SELECTED TEXT:
※ ※ ※

I brought it upstairs and found a hammer and chisel, ready to try to force the thing open, but then I remembered a key ring I had of dad’s that I had put aside because it had the key for the storage locker we are renting for the bulk of things we took from their house several years ago when he moved into the retirement home. I found that, and lo and behold the key was on it. My heart was pounding. I just knew I was on the right track. There were a few things in there – photos of mom and my brothers, defunct stock certificates, letters to the bank, and a small plastic folio that contained the adoption papers for me and my brother.

I read through everything carefully several times, but sadly there was little information beyond what I already knew from the OBC.  The most interesting things I learned were that I was placed in my adoptive parents’ home on March 14, 1966 and the adoption was finalized (coincidentally, I presume) on my first birthday – December 27, 1966.

Two facts about this timeline:

First, I was 11 weeks old when I was placed in their home. I had been living in the Foundling Home for 11 weeks. Why the delay? Was that standard procedure? Where was my mother during that time? Who cared for me? What was my experience like there? I can’t help but think that for infant me that was a double whammy – taken from my mother and then taken again from whomever had been caring for me as a newborn – though I suppose it was not a single person, but rather whichever nurses were on duty. I am horrified at the idea of doing that to a newborn baby.

Second, either my mother had not given me a name or it was not recorded. So legally speaking I did not have a name until I was a year old. This irritates me on a childish level – either my mother chose not to give me the one single thing she could have given me, or the system denied her the right to do so. The former makes me sad and the latter makes me angry. I think I would prefer to be angry.

Leap of Faith

I composed a letter and sent it off to the ‘likely’ match my search angels gave me. I ran it past my natural mother friend and she gave it the thumbs up. I am going to be consumed with work in the coming week, so it will be good to distract me from obsessing. I figure she will get the letter Tuesday. Possible scenarios:

  1. She is not my mother. She has an incredulous chuckle, feels a bit sorry for me, and drops me an email to let me know it’s not her.
  2. She is my mother, but has hidden this from her family and does not want to connect for fear of exposing the truth to them. She might send me an email denying that she is my mother, or she might admit it and say not to contact her further. I think if this is the case the denial email would be different in tone from the one in scenario #1.
  3. She is my mother, but does not want to think about it. Radio silence.
  4. She is my mother, has hidden me from her family, but wants to contact in secret. We engage in a very slow clandestine relationship. Possibly at some point leading to revealing me to them.
  5. She is my mother and wants contact, whether she has already revealed my existence to her family or open to doing so.

I can’t think of any other potential situations than those, though there probably are more. I watched the mail truck take my letter away. Now we wait, again.

What’s in a Name?

I received my OBC on Wednesday, which was an amazing 10 day turnaround. Go Illinois Public Health Department! And there it was, staring me in the face. The name of my mother. Age 17. No name for me except her last name as my last name, no name for my birth father, but his age also noted as 17. Her address listed as 1720 W. Polk, which at the time was a home for unwed mothers called “The Foundling Home.” It’s all true. I am smack in the middle of the ‘Baby Scoop Era’ just like I thought.

※ ※ ※

REQUIRED WORK:
1. Answer these from the adoption account:
(a) On what date was the writer placed in the adoptive parents' home?
(b) What address was listed for the mother on the OBC?
(c) On what day does the writer expect the letter to arrive?
2. Please carry the adoption account forward from its final sentence, in the same first-person voice.

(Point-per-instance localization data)

※ ※ ※

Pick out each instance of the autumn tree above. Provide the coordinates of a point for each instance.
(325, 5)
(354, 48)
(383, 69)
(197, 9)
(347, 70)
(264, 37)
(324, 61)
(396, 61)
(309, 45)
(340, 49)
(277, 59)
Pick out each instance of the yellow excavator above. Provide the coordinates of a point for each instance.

※ ※ ※

RESULTS FOR THE EXERCISE:
1.
(a) March 14, 1966
(b) 1720 W. Polk
(c) Tuesday

2.
I uploaded it to my Search Angels and within minutes they sent me the birth records for a “likely” match, and her Facebook page. It was so thrilling – this was IT!! And probably setting a landspeed record for discovery to identification! I spent hours combing through her Facebook page and the pages of the family I could identify, searching for commonality with myself or my daughters. I showed her picture to a few of my friends. Some said, ‘Yeah, totally’ but my longtime companion immediately said ‘No way.’ I began to doubt myself and ask ‘do I see  resemblance because I want to?’

I continued my own researching and started really doubting the information on the OBC. The mother’s place of birth was Cincinnati, but I have since found the one my search angels pointed me to going through all of her high school years in Freeport IL – so she was living there before she got pregnant with me. The OBC says ‘place of birth’ so I searched for her family in Freeport and couldn’t find it. The intelius search yielded nothing for her parents that were listed in the information the search angels sent, either in Cincinnati or Freeport. Nothing was lining up.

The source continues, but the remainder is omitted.